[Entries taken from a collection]
.....

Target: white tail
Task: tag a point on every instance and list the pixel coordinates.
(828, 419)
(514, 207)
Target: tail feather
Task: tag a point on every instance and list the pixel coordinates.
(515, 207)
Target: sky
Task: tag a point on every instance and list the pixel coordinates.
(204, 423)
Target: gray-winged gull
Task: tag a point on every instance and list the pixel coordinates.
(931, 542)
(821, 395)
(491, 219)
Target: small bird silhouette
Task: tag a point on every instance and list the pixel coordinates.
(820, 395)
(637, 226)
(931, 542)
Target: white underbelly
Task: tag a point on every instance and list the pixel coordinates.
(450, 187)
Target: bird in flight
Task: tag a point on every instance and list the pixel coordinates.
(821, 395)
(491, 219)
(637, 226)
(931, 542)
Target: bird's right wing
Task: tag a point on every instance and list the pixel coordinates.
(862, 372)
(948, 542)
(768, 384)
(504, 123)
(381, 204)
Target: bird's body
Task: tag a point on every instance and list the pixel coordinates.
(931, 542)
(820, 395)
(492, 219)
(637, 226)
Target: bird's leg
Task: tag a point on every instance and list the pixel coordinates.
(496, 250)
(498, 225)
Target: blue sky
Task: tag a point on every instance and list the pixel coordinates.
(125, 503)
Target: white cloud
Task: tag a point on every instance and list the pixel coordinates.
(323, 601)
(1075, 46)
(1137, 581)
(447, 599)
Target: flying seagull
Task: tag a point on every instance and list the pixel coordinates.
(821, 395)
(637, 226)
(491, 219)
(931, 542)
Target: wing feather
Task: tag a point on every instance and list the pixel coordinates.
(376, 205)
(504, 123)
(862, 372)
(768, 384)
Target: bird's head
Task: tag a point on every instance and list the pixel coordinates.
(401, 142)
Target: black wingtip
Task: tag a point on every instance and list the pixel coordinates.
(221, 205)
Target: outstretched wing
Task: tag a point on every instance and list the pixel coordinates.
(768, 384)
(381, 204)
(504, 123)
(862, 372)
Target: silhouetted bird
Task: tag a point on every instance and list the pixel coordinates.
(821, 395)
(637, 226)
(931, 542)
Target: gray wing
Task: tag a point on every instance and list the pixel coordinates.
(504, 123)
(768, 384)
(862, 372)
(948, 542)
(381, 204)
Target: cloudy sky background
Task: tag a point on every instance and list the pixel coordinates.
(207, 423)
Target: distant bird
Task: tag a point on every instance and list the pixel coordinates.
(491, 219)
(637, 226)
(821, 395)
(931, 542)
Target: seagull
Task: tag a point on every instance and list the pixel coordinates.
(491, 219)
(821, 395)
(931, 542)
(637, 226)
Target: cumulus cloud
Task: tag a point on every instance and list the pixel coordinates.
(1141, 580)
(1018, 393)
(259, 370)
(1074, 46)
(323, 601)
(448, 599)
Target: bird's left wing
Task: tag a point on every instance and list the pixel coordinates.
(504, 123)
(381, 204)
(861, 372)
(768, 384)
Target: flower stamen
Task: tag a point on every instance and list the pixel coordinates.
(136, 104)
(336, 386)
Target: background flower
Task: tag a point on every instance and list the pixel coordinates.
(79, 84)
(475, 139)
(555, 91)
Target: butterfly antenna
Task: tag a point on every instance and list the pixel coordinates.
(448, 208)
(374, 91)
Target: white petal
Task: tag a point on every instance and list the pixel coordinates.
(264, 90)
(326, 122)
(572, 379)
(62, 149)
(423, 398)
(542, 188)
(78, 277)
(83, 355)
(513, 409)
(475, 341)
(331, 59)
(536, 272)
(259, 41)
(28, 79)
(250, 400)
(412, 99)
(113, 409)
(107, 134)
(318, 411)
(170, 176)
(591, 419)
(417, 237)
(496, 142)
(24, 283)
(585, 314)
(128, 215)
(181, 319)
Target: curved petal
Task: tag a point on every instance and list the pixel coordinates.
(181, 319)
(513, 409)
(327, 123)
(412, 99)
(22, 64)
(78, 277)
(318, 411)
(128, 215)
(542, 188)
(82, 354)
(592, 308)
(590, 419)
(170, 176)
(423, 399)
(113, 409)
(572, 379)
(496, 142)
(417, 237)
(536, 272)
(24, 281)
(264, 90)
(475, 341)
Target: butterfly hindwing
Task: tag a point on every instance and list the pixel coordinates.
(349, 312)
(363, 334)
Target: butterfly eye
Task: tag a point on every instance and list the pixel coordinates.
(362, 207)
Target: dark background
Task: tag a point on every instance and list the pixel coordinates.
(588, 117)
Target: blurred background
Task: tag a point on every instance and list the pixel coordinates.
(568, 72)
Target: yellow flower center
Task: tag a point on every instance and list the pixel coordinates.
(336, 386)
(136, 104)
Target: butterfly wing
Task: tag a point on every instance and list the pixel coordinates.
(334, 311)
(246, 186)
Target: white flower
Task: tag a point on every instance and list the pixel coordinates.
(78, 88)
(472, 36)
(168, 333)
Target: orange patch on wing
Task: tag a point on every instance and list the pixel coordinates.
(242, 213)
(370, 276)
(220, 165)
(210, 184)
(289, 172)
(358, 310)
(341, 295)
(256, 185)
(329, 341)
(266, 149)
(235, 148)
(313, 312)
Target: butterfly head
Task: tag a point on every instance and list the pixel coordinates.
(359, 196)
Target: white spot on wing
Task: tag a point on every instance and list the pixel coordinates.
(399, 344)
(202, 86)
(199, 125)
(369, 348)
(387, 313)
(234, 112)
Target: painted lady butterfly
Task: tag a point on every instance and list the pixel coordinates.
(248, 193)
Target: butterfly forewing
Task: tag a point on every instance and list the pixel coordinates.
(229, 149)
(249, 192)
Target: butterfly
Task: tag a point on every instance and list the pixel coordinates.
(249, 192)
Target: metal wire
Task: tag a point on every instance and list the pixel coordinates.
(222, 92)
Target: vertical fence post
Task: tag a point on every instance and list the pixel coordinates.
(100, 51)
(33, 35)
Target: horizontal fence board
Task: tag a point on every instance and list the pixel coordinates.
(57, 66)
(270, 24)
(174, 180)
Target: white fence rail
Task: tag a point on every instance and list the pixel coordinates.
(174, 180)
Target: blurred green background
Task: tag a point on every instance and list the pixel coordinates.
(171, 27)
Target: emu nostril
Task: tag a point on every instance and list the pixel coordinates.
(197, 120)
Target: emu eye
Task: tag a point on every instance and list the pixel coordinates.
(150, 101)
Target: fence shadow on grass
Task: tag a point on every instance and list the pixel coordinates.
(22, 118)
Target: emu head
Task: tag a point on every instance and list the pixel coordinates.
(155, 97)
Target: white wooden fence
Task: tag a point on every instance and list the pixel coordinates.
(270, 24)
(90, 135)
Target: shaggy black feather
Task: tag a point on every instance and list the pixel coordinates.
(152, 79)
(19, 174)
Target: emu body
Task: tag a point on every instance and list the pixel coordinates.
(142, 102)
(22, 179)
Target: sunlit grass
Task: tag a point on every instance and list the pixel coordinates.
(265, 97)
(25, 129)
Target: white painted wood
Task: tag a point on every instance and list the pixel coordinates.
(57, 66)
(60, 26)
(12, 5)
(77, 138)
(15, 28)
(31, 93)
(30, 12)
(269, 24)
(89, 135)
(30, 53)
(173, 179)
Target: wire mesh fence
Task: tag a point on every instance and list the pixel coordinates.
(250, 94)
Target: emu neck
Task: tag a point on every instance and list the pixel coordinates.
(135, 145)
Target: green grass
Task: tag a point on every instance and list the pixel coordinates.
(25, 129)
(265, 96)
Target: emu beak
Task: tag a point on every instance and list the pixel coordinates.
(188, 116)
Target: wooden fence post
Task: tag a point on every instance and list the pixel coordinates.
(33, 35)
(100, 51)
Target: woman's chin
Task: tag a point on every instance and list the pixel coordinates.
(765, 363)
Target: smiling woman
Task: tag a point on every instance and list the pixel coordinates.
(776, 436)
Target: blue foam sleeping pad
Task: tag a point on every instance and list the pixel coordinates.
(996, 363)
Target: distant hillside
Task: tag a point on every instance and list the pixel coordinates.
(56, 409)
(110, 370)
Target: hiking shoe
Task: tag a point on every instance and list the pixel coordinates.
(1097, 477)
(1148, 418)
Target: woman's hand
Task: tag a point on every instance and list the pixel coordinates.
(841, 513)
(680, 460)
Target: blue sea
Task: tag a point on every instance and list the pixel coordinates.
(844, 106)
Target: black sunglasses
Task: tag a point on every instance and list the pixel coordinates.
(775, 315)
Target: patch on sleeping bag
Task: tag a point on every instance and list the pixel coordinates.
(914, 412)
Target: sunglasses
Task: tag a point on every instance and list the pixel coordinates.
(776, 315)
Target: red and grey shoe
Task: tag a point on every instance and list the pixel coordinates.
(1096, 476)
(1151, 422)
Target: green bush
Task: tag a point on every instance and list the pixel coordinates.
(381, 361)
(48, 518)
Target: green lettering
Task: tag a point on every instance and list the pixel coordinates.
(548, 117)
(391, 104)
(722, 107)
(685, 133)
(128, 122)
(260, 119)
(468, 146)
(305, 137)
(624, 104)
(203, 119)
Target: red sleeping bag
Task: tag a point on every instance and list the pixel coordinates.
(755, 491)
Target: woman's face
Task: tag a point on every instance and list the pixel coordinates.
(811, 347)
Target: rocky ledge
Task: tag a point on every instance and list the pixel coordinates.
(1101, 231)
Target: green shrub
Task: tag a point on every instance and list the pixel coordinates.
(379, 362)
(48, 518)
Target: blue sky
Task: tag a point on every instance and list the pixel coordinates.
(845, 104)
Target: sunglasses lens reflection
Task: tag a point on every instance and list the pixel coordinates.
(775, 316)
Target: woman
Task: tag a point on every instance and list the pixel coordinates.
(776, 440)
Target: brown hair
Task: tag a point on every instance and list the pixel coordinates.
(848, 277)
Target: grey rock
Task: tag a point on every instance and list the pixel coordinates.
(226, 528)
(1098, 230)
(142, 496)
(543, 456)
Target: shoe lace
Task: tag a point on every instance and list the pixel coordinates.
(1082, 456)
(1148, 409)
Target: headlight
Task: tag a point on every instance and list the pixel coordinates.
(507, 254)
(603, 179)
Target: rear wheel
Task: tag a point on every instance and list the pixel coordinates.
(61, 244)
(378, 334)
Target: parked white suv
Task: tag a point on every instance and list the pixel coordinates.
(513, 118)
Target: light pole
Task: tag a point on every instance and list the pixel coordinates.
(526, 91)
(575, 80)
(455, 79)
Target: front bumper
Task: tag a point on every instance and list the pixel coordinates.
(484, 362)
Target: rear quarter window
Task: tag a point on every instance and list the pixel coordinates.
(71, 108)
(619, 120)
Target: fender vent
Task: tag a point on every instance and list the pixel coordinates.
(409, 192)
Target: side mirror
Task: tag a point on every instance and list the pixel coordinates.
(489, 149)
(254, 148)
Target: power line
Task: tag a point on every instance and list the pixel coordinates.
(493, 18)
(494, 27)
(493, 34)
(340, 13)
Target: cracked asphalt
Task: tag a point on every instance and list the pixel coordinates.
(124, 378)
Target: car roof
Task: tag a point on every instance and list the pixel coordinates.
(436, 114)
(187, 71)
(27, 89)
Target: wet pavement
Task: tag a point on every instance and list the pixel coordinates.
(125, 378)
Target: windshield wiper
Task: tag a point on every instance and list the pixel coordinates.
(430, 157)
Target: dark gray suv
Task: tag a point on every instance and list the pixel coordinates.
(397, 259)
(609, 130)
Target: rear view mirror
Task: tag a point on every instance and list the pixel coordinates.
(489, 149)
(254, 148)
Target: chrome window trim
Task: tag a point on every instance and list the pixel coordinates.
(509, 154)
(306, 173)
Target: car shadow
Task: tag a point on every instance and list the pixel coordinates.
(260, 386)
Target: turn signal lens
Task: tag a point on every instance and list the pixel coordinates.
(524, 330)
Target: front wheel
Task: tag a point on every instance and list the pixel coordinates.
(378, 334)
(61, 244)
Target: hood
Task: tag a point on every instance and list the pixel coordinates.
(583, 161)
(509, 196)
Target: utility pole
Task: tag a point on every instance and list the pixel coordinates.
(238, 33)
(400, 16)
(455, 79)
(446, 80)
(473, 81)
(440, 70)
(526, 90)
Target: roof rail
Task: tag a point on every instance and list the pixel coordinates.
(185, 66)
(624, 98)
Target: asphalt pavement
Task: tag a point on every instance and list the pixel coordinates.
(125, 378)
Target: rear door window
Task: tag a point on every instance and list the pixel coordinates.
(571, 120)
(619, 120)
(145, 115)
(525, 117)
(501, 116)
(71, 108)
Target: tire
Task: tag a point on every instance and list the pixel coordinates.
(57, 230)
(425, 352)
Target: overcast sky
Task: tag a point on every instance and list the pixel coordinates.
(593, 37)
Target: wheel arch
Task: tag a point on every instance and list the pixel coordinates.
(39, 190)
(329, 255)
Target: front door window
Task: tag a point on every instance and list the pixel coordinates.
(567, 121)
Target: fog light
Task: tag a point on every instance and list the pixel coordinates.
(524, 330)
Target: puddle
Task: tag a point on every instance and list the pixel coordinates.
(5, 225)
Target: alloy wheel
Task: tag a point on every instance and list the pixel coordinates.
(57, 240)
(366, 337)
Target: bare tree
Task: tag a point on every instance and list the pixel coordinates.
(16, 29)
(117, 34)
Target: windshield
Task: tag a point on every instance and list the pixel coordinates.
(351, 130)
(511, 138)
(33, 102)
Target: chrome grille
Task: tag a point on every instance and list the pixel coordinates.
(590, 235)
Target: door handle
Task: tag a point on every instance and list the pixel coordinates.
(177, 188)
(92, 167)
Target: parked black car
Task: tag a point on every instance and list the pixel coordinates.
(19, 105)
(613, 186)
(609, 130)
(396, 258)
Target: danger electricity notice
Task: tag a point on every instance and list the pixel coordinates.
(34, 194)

.....

### Requirement
Out of the data above, transcribe exactly and only the lines starting with the line that has "Target: fence shadow on grass" and going on through the line that has "Target: black sunglasses", both included.

### Task result
Target: fence shadow on grass
Task: tag a point on every instance and list the pixel coordinates.
(22, 118)
Target: emu head
Task: tag a point on every instance and list the pixel coordinates.
(155, 97)
Target: white wooden fence
Task: tag a point on every instance and list the pixel coordinates.
(270, 24)
(90, 135)
Target: shaggy black feather
Task: tag a point on every instance and list the pixel coordinates.
(152, 79)
(19, 174)
Target: emu body
Task: tag a point on every instance and list the pixel coordinates.
(142, 102)
(22, 179)
Target: sunlit grass
Task: tag a point on every instance and list the pixel coordinates.
(265, 97)
(25, 129)
Target: white painted wood
Task: tag a point on every instance and list the pixel coordinates.
(57, 66)
(60, 26)
(12, 5)
(77, 138)
(15, 28)
(31, 93)
(30, 12)
(269, 24)
(89, 135)
(30, 53)
(173, 179)
Target: wire mesh fence
Task: tag a point on every instance and list the pixel coordinates.
(250, 94)
Target: emu neck
Task: tag a point on every instance and list the pixel coordinates.
(135, 145)
Target: green grass
Task: tag a point on every instance and list the pixel coordinates.
(25, 129)
(265, 96)
Target: emu beak
Task: tag a point on every instance and list the pixel coordinates.
(188, 116)
Target: wooden fence post
Task: tag a point on every instance and list the pixel coordinates.
(33, 35)
(100, 51)
Target: woman's chin
Task: tag a point on every instance and list the pixel coordinates.
(765, 363)
Target: smiling woman
Task: tag a point on every instance and list the pixel coordinates.
(776, 436)
Target: blue foam sleeping pad
Task: tag a point on every instance and list the pixel coordinates.
(996, 363)
Target: distant hillside
Task: tag a point on every instance and list the pixel coordinates.
(56, 409)
(110, 370)
Target: hiking shoe
Task: tag a point on every instance and list the pixel coordinates.
(1097, 477)
(1148, 418)
Target: woman's hand
Task: tag a point on every instance and list the pixel coordinates.
(841, 513)
(680, 460)
Target: blue sea
Task: tag a point on every instance and list the pixel coordinates.
(844, 106)
Target: black sunglasses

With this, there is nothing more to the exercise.